→ **Exercise aim**: All of the entries below should be printed exactly; the pictures are to be left out.

→ **Exercise inputs**:
━━━━━━
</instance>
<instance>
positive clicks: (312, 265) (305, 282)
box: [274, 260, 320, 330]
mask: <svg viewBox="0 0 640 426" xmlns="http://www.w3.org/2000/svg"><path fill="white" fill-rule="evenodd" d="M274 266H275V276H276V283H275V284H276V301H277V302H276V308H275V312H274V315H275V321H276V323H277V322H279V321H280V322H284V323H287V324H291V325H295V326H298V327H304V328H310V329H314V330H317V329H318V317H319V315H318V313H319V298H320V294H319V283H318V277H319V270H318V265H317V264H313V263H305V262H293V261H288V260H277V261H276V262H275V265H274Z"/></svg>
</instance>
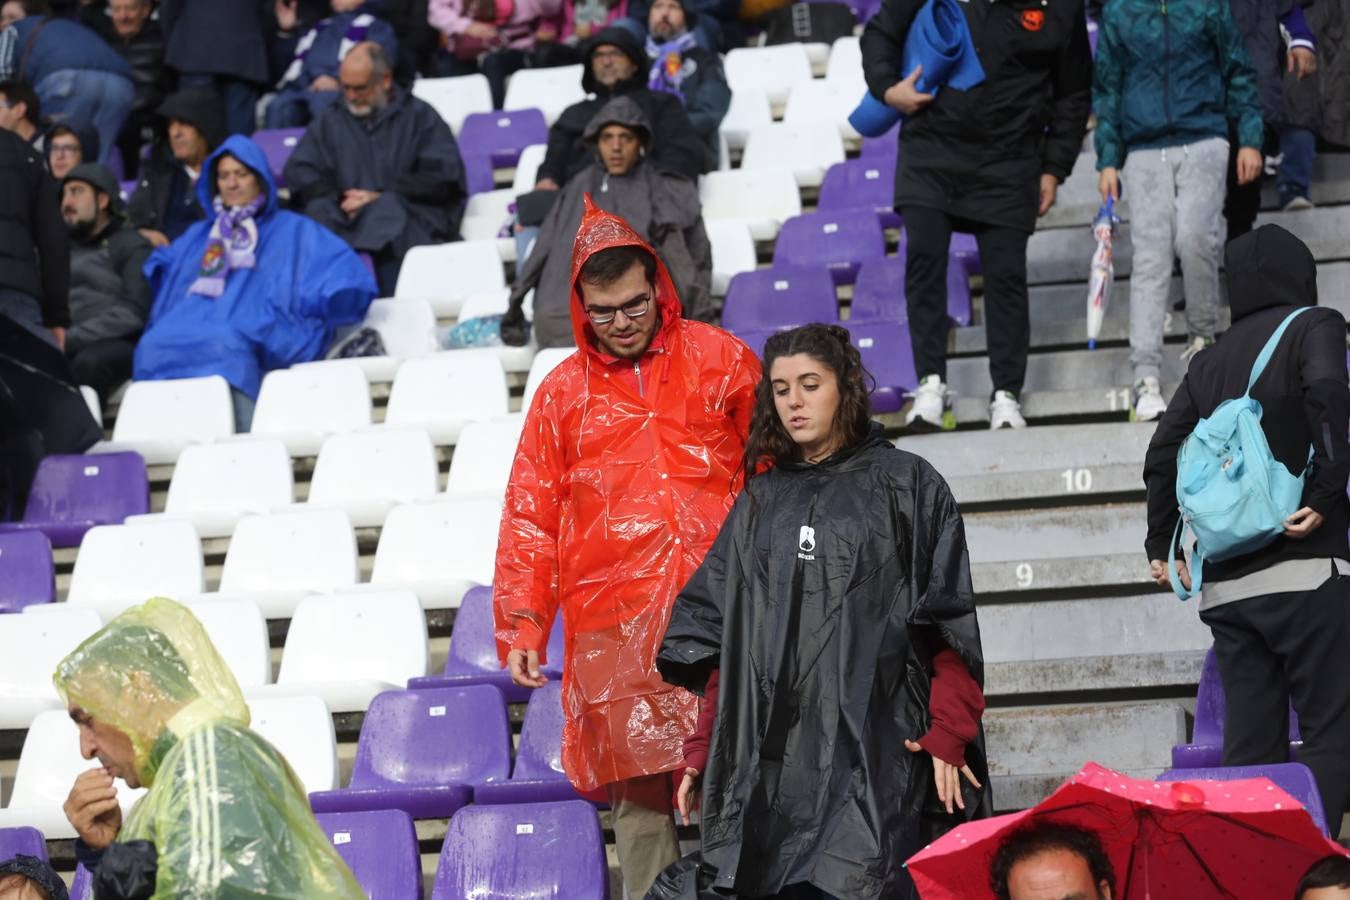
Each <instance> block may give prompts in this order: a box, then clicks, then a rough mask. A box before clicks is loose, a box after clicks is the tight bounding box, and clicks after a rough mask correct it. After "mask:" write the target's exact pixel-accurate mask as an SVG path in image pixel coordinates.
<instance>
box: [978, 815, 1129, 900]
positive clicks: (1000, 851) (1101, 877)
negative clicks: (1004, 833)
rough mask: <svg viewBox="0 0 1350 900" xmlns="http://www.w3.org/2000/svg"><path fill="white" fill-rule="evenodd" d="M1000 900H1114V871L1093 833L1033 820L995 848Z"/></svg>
mask: <svg viewBox="0 0 1350 900" xmlns="http://www.w3.org/2000/svg"><path fill="white" fill-rule="evenodd" d="M990 888H991V889H992V891H994V896H995V897H996V899H998V900H1069V899H1072V900H1112V899H1114V897H1115V896H1116V893H1115V870H1114V869H1112V868H1111V858H1110V857H1108V855H1107V854H1106V850H1103V849H1102V841H1100V838H1098V835H1095V834H1093V833H1091V831H1085V830H1083V828H1077V827H1073V826H1068V824H1056V823H1053V822H1045V820H1031V822H1030V823H1029V824H1025V826H1022V827H1019V828H1018V830H1017V831H1014V833H1012V834H1010V835H1008V837H1007V838H1004V839H1003V843H1002V845H999V849H998V853H995V854H994V864H992V865H991V868H990Z"/></svg>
━━━━━━
→ **Result of the task**:
</instance>
<instance>
positive clicks: (312, 265) (305, 282)
box: [274, 260, 320, 330]
mask: <svg viewBox="0 0 640 426" xmlns="http://www.w3.org/2000/svg"><path fill="white" fill-rule="evenodd" d="M274 266H275V276H276V283H275V284H276V301H277V302H276V308H275V312H274V315H275V321H276V323H277V322H279V321H280V322H284V323H287V324H291V325H295V326H298V327H304V328H310V329H314V330H317V329H318V317H319V315H318V313H319V298H320V294H319V283H318V277H319V270H318V265H317V264H313V263H305V262H293V261H288V260H277V261H276V262H275V265H274Z"/></svg>
</instance>
Each <instance> block may give prompts in this order: a box, then clicks, then a rough mask. A box before clicks is loose, a box after clicks is the tight bounding box, and clicks after a rough mask correct it. After "mask:" write the target's exact pixel-accurate mask as an SVG path in image pixel coordinates.
<instance>
box: [978, 815, 1129, 900]
positive clicks: (1000, 851) (1101, 877)
negative clicks: (1004, 833)
rough mask: <svg viewBox="0 0 1350 900" xmlns="http://www.w3.org/2000/svg"><path fill="white" fill-rule="evenodd" d="M1000 900H1114V871L1093 833L1033 820L995 848Z"/></svg>
mask: <svg viewBox="0 0 1350 900" xmlns="http://www.w3.org/2000/svg"><path fill="white" fill-rule="evenodd" d="M990 888H991V889H992V891H994V896H995V897H996V899H998V900H1069V899H1072V900H1112V899H1114V897H1115V896H1116V893H1115V870H1114V869H1112V868H1111V858H1110V857H1108V855H1107V854H1106V850H1103V849H1102V841H1100V838H1098V835H1095V834H1093V833H1091V831H1085V830H1083V828H1077V827H1073V826H1068V824H1056V823H1053V822H1045V820H1031V822H1030V823H1029V824H1025V826H1022V827H1019V828H1018V830H1017V831H1014V833H1012V834H1010V835H1008V837H1007V838H1004V839H1003V843H1002V845H999V849H998V853H995V854H994V864H992V865H991V868H990Z"/></svg>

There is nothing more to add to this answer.